▶ Your goal
All of the data is to be set down again without any alteration.

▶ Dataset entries
Content starts
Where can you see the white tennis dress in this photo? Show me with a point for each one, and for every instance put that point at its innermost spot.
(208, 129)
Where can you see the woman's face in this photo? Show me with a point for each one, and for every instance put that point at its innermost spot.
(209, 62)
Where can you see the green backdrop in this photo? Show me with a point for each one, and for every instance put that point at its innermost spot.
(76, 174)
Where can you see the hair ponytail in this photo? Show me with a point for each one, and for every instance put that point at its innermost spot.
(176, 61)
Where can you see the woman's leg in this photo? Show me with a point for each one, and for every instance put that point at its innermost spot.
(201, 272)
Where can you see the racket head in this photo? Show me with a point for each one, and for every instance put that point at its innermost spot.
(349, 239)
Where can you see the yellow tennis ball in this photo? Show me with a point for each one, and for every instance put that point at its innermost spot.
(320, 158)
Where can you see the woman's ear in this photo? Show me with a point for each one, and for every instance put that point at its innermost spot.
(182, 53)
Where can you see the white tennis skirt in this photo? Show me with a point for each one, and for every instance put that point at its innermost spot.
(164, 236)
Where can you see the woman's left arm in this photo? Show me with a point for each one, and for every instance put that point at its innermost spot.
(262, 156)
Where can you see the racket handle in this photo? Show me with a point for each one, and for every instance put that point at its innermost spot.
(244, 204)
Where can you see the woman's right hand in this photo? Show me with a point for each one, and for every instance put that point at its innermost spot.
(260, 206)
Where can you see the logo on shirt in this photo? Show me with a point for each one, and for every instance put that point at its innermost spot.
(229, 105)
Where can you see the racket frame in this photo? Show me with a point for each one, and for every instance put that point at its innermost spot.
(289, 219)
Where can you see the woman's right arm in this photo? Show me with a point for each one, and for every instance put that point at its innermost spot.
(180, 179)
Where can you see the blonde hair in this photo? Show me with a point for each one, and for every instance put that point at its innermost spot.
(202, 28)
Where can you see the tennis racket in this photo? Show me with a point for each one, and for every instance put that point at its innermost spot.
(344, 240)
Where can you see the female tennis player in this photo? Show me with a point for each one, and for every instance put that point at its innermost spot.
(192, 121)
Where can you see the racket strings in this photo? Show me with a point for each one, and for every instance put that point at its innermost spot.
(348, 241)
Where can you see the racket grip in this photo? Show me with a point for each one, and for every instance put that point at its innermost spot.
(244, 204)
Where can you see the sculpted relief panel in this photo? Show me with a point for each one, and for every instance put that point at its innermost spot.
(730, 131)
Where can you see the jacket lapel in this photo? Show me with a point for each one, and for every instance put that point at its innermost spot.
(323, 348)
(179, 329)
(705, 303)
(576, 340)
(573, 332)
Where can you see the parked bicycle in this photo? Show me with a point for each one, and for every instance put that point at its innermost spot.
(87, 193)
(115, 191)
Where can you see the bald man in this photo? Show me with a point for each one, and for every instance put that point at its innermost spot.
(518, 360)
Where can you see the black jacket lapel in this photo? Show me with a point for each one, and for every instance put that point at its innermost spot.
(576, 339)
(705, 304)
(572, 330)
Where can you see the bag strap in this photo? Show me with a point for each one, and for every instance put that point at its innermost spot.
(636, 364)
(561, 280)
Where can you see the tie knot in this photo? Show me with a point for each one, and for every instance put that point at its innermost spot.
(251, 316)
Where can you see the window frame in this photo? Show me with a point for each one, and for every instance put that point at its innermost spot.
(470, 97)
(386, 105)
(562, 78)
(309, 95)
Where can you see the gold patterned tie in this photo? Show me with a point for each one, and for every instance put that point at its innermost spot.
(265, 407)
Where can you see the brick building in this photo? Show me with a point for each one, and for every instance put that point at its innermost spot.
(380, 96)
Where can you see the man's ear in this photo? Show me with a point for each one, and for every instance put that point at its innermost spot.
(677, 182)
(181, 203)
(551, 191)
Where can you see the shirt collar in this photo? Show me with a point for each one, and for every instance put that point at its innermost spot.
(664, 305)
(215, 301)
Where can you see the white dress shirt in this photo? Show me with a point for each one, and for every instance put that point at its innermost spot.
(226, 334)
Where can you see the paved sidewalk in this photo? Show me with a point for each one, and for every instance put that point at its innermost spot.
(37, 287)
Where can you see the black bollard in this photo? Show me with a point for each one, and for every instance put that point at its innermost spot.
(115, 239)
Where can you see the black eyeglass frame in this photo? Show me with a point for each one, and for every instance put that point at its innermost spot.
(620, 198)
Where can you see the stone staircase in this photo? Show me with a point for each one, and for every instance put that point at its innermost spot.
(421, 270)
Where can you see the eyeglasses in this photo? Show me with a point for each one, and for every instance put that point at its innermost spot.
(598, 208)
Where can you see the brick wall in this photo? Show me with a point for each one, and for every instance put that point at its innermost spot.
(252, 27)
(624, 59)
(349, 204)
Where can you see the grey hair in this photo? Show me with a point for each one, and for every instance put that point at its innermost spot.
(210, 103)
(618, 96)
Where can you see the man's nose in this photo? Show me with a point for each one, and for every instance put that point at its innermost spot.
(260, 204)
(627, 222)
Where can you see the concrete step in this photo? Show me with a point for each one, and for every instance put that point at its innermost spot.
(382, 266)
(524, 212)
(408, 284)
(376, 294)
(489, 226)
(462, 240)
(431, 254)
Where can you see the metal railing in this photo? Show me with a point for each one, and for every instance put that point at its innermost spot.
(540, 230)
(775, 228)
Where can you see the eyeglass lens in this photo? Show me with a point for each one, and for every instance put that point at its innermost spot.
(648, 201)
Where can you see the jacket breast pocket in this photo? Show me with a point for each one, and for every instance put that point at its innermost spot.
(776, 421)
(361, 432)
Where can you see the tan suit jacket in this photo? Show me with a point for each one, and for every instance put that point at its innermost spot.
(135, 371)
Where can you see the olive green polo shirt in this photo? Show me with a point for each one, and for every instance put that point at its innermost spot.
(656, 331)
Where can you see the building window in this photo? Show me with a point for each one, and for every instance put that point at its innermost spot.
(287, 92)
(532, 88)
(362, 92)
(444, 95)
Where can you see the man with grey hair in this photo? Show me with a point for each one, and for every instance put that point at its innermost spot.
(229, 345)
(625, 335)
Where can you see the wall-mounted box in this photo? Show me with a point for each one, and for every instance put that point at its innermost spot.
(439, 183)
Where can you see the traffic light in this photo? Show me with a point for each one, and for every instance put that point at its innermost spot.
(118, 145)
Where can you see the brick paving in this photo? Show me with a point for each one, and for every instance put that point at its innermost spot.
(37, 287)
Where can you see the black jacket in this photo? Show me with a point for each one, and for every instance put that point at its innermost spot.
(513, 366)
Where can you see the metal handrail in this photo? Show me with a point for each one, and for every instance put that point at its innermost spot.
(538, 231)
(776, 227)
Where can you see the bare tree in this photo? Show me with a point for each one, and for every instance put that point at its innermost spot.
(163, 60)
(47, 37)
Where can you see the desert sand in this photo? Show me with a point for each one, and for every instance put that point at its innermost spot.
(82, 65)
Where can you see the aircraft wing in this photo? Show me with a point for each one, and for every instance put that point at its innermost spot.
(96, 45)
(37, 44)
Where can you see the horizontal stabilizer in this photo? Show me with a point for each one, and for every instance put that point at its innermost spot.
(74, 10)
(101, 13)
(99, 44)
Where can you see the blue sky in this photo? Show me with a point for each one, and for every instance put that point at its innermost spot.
Content ends
▶ Solution to this task
Where can you see the white tennis dress in this photo? Show me with a point for each one, and for every instance put that point at its innermost spot.
(208, 129)
Where can you see the woman's face in this photo? Show me with a point for each one, and for every instance put that point at its innermost spot.
(209, 62)
Where can you see the green backdrop in this photo? Show me with a point for each one, and for every instance put that point at its innermost spot.
(76, 174)
Where can you see the hair ponytail in this photo? Show me with a point for each one, and for every instance put that point at its innermost spot.
(176, 61)
Where can you see the woman's leg in this photo? Show me with a point for each one, and for every instance put that point at its innermost spot.
(201, 272)
Where can you see the racket head in this photo? Show me with a point for each one, and for every instance put that point at its innermost spot.
(349, 239)
Where can you see the yellow tennis ball in this photo? Show me with a point for each one, and for every instance put that point at its innermost spot.
(320, 158)
Where can you see the woman's ear in this photo? Show me with a point for each one, and for every instance put that point at its innermost spot.
(182, 53)
Where can you see the white tennis skirt in this photo? Show me with a point for each one, and for every instance put that point at its innermost spot.
(164, 236)
Where can you see the woman's left arm in this photo? Show me with a point for each one, and for every instance put that point at its innermost spot.
(262, 156)
Where can you see the racket handle in this photo? Show me with a point for each one, and for every instance put that point at its innermost spot.
(244, 204)
Where can you see the woman's right hand in this photo? Show me with a point for each one, and for every instance put that point at its innermost spot.
(260, 206)
Where can you see the logo on shirt in this photo? Show me with a point for each one, and for every instance put that point at its innermost spot.
(229, 105)
Where can you see the racket frame in this photo? Show me with a point for each one, and for every instance put that point at its innermost spot.
(289, 219)
Where can you see the woman's right arm in this photo? Show me with a point for each one, and for every instance put that point at its innermost spot.
(180, 179)
Where can you see the blonde hair in this photo? Show me with a point for each one, and for every instance put that point at its innermost spot.
(202, 28)
Where can you see the tennis racket in this photo? Show me with a point for each one, and for every instance put that point at its innermost spot.
(344, 240)
Where can you see the female tennis player in this photo? Show me with a point for each one, and for every instance put that point at its innermost spot.
(192, 121)
Where can you see the racket strings in this photo? Show me with a point for each one, and for every instance put that point at its innermost spot.
(348, 241)
Where can you see the racket grip in this photo? Show me with a point for each one, and for every instance put that point at its innermost spot.
(244, 204)
Where can you see the sculpted relief panel in this photo? Show me with a point for each one, and for every instance put that point at its innermost spot.
(730, 131)
Where can you see the jacket lapel in this photo? Show me with a point for each one, and for every instance put that point at its innermost spot.
(323, 348)
(179, 329)
(705, 303)
(576, 340)
(573, 332)
Where can you see the parked bicycle in this photo? Show me with a point for each one, and for every instance put that point at its innermost spot.
(87, 193)
(115, 191)
Where can you see the bald man in this photo? Show me with a point for each one, and for every instance put that point at its innermost spot.
(518, 360)
Where can you see the black jacket lapel in this photo? Show me with a point for each one, and for every instance put that point at its innermost spot.
(576, 339)
(705, 304)
(572, 330)
Where can you see the bag strap in this photo? Show me with a point for each one, and for every instance put that point at its innermost spot.
(636, 364)
(561, 280)
Where can you see the tie knot in this photo? Show me with a point for each one, and for every instance put that point at its innermost spot.
(251, 316)
Where can you see the window frame in this photo? Show me with a point for each one, and for every instance put that point at its innermost spot.
(470, 97)
(386, 105)
(562, 78)
(309, 95)
Where can you see the gold patterned tie in this photo? Show me with a point for each one, and for every instance put that point at its innermost spot.
(265, 407)
Where can you see the brick building in this photo? Show me with a point for each one, and for every instance put that point at its innermost spot.
(380, 96)
Where can you see the man's ear in this photo? Show me with a point for each one, and for every instance put that point at its innermost spot.
(677, 182)
(181, 203)
(551, 191)
Where can you see the shirt collar in this photo? Show me with a point for each one, and for every instance put that point at its innermost spot.
(664, 305)
(215, 301)
Where can you see the white dress shirt in this photo? Show me with a point for each one, and for every instance put that point at its innermost spot.
(226, 334)
Where can you see the paved sidewalk in this photo? Show me with a point for each one, and for every instance put that point at its innermost spot.
(37, 287)
Where can you see the black bollard in this photo? Show me with a point for each one, and for every instance put that point at its innermost spot.
(115, 239)
Where can you see the black eyeglass frame in this photo? Show me with a point for each one, and for every instance put that point at its innermost spot.
(620, 198)
Where can you see the stone staircase in this photo? Show me with a point for each one, and for every instance put that point at its innermost spot.
(421, 270)
Where can you see the eyeglasses in this photo? Show me with a point for each one, and for every instance put that point at its innermost spot.
(598, 208)
Where can you see the brick wall in this photo? Show me with a point for each one, and for every instance put that point at its innermost spot.
(252, 27)
(624, 59)
(349, 204)
Where can you see the grey hair in this photo? Show me with a point for each one, and for every instance put that point at its innermost spot.
(210, 103)
(618, 96)
Where can you see the man's nose in this photo? Show me with a point for each one, and for every instance put that point at its innermost spot.
(260, 204)
(627, 222)
Where can you see the concrete step in this photo? Show me with a point for each one, and for every instance put that point at its innermost spot.
(382, 266)
(524, 212)
(408, 284)
(376, 294)
(489, 226)
(462, 240)
(431, 254)
Where can you see the metal railing in this photo? Show me with a point for each one, and for every instance put that point at its innermost spot.
(540, 230)
(775, 228)
Where can you see the eyeglass lens in this photo? Show me with a point for each one, and for every instance put that point at its innermost spot.
(648, 201)
Where can you see the jacket breast pocket in this photo? Show me with a point for each one, and for every instance put that point at its innermost spot.
(776, 421)
(361, 432)
Where can you see the tan suit jacket in this photo? Show me with a point for each one, and for every instance put that point at its innermost spot.
(135, 371)
Where can you see the olive green polo shirt in this photo? Show me with a point for each one, and for every instance put that point at its innermost spot.
(656, 331)
Where can you see the building window in this photo? Show me with a point for each one, and for every instance put that point at its innermost spot.
(287, 92)
(532, 88)
(362, 92)
(444, 95)
Where can you see the man with grey hair in this photo? Show me with a point for each one, and for every instance put that point at its innermost spot.
(229, 345)
(625, 335)
Where can you see the wall-mounted box in this photo? Show me with a point for each one, and for every instance put that point at its innermost spot.
(439, 183)
Where can you see the traffic light in this photo? Show me with a point for each one, and for every instance put that point at its innermost spot.
(118, 145)
Where can you see the brick paving in this photo? Show me with a point for each one, and for every instance put that point at its innermost spot.
(37, 287)
Where can you see the black jacket in this photo? Show me with a point for each one, and for every instance put that point at its innermost spot.
(513, 366)
Where can you see the metal handrail in this photo? Show me with a point for each one, and for every instance put that point at its innermost spot.
(538, 231)
(776, 227)
Where can you see the bare tree in this photo? Show me with a point for each one, and for every instance put that point at its innermost spot.
(163, 60)
(47, 37)
Where can you see the desert sand in this photo? Show me with a point for each one, and for every instance put that point at its innermost spot.
(82, 65)
Where can you see the aircraft wing in this photo? Show me with a point for each one, and for every instance put that point at its innermost spot.
(96, 45)
(37, 44)
Where can you see the horizontal stabilizer in this photo? Show me with a point for each one, and for every instance put that point at its innermost spot.
(74, 10)
(101, 13)
(99, 44)
Where can you see the blue sky in this photo? Show me with a point for each one, and for every instance put that point at its innermost spot.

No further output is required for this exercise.